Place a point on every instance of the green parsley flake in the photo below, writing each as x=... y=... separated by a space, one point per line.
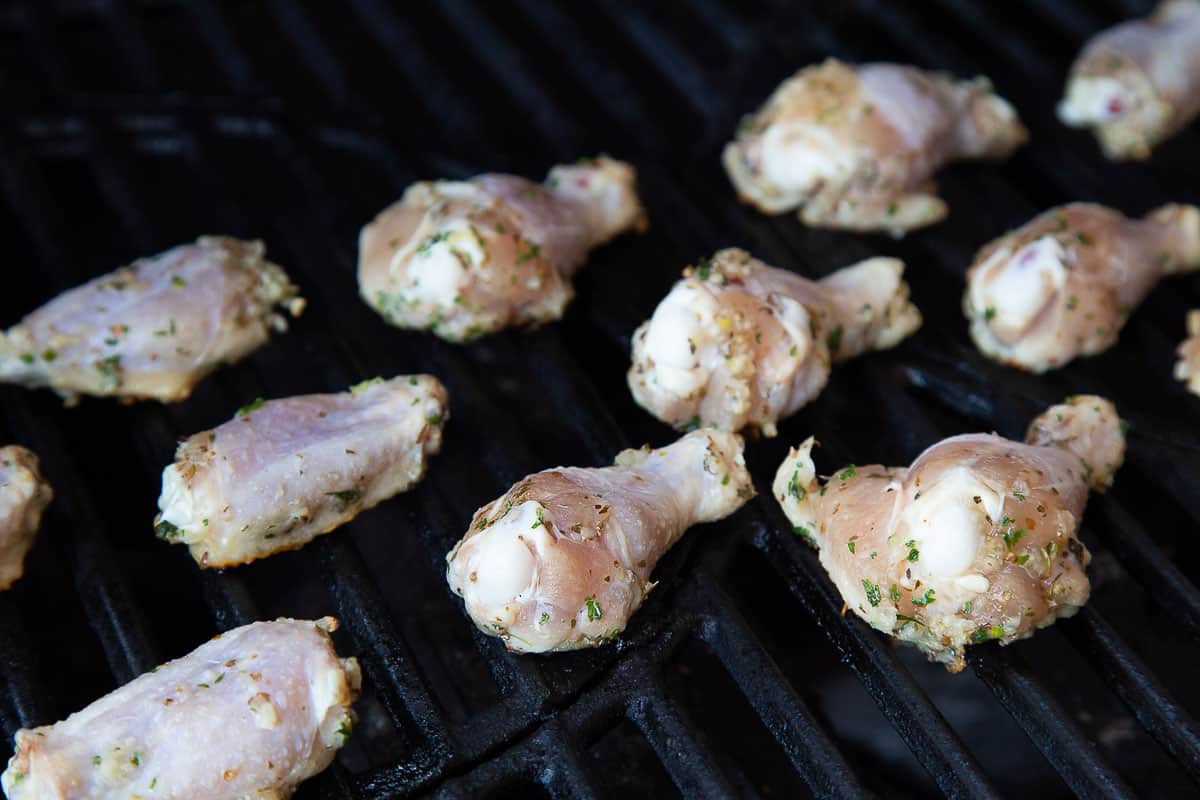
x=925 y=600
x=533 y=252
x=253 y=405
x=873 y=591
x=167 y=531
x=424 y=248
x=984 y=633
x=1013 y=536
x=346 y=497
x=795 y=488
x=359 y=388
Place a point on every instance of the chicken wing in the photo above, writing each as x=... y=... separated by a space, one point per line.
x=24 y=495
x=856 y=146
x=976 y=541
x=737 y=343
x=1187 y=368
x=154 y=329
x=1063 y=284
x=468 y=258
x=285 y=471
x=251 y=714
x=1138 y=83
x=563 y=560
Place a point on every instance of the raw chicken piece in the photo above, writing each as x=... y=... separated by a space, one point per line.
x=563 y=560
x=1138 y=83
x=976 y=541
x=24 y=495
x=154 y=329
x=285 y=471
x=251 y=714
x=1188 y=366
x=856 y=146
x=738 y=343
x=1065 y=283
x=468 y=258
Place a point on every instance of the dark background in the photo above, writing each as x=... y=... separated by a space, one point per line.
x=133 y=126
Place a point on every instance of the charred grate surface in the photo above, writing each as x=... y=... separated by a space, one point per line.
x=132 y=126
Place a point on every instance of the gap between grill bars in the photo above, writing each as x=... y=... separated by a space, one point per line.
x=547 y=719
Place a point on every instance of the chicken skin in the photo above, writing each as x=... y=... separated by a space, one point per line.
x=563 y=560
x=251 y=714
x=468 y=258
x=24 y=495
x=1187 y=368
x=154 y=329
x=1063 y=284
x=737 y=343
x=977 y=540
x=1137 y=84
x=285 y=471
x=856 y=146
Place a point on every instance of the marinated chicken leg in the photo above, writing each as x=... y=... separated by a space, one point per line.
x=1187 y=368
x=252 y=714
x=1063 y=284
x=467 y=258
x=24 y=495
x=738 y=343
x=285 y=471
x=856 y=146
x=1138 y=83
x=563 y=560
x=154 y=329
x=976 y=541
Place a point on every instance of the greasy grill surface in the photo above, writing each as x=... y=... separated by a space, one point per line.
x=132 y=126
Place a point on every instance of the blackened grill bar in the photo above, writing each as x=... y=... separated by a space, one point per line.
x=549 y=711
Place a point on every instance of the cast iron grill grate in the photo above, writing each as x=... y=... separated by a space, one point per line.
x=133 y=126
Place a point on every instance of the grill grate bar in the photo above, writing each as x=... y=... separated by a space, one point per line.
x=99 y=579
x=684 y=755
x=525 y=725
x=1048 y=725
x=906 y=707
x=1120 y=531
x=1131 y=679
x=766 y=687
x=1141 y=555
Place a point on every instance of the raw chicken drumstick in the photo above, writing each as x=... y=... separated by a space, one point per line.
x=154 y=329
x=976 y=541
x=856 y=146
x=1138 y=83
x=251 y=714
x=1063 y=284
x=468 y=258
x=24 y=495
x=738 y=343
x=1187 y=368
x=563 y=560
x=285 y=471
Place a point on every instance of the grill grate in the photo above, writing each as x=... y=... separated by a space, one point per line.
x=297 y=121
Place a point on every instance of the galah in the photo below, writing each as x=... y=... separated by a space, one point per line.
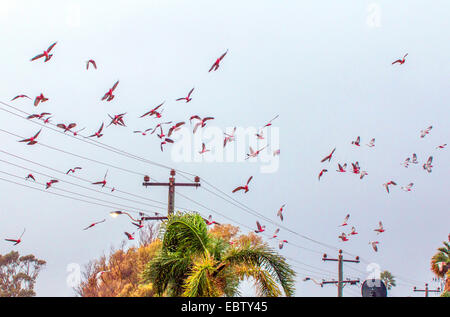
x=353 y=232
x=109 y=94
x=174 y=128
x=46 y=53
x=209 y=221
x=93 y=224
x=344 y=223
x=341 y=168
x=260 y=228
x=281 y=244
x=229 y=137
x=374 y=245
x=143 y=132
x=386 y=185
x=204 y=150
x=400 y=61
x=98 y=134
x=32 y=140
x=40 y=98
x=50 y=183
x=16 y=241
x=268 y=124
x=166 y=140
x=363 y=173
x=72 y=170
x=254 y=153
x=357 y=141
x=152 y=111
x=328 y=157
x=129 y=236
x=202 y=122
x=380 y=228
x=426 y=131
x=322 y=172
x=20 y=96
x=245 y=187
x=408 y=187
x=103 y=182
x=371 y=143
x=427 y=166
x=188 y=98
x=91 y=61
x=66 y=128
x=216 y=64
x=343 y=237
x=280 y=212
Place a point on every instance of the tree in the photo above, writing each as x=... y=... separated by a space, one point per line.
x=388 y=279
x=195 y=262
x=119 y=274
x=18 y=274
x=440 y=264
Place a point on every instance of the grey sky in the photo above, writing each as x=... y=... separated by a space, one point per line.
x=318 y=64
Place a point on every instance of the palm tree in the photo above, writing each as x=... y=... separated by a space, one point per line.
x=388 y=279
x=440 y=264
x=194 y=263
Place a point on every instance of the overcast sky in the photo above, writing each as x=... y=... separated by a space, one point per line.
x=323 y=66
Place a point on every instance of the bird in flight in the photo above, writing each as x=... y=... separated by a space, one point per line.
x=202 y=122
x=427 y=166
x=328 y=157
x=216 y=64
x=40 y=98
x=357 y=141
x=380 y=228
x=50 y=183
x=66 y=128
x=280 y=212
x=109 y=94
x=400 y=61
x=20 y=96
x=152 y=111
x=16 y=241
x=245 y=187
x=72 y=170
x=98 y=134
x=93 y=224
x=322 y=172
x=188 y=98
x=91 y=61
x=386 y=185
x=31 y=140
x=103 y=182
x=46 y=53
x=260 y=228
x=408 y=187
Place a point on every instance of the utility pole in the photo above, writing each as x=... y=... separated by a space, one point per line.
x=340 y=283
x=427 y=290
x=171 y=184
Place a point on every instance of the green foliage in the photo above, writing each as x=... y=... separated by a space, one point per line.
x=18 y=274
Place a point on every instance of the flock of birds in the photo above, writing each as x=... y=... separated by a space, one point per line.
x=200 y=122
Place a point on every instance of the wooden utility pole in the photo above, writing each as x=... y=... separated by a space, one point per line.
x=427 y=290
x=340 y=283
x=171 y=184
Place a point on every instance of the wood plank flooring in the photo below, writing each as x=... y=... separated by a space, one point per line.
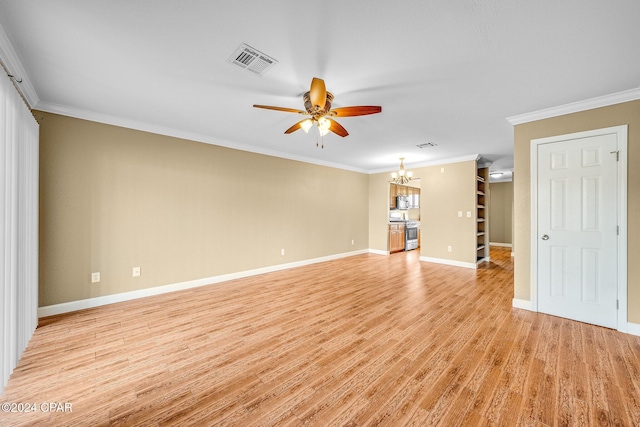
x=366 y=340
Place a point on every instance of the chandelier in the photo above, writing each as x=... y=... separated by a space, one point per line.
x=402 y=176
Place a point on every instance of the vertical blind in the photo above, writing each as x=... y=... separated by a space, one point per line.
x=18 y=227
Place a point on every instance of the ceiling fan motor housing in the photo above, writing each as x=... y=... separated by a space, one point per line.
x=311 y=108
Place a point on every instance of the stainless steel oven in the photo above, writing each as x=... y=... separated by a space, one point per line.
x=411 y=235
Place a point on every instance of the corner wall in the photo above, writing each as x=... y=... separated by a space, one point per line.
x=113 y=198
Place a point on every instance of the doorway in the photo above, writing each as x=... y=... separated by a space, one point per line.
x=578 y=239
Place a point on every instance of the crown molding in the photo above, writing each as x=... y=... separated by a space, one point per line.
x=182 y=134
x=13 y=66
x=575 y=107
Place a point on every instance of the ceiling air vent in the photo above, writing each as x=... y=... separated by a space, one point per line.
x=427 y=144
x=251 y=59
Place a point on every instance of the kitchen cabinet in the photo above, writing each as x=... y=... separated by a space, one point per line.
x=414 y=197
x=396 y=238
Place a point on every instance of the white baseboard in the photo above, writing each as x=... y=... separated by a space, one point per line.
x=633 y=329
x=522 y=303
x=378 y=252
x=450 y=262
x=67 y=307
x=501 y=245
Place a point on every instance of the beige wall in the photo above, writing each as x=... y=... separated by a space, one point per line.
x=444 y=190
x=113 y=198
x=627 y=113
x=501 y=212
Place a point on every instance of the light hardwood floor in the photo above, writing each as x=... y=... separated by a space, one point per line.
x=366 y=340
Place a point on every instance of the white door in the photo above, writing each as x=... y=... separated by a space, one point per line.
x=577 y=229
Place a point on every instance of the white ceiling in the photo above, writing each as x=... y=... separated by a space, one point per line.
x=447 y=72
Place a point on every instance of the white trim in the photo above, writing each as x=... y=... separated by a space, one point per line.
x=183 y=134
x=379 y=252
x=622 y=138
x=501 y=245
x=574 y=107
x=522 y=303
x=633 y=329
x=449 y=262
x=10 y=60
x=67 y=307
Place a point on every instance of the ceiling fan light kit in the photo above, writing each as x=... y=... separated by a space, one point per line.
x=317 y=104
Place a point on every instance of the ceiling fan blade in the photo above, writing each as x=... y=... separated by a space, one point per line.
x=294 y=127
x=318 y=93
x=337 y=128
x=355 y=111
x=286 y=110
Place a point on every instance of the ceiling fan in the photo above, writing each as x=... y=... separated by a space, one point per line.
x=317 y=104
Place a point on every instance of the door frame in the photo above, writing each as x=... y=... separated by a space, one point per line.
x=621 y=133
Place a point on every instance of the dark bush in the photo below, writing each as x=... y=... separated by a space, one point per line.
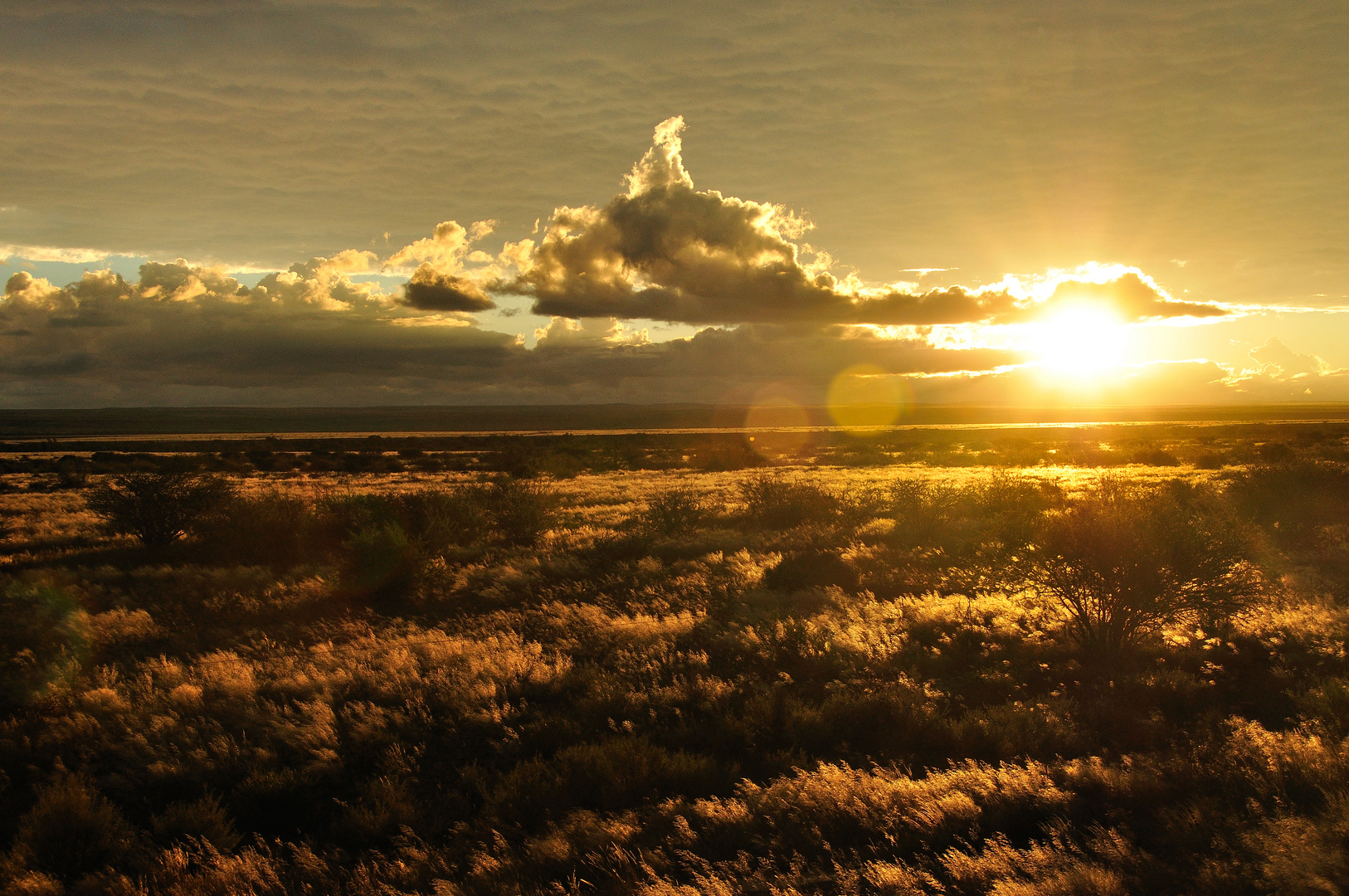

━━━

**INSTRUCTION**:
Set down the material again word for word, from its start through the line holding "x=359 y=388", both ends inclusive. Leave the pictures out of the answer.

**CORRECT RESPONSE**:
Place a point on every instance of the green parsley flake in the photo below, writing each as x=... y=... separated by a space, one point per line.
x=925 y=600
x=533 y=252
x=253 y=405
x=873 y=591
x=167 y=531
x=424 y=248
x=984 y=633
x=1013 y=536
x=346 y=497
x=795 y=488
x=359 y=388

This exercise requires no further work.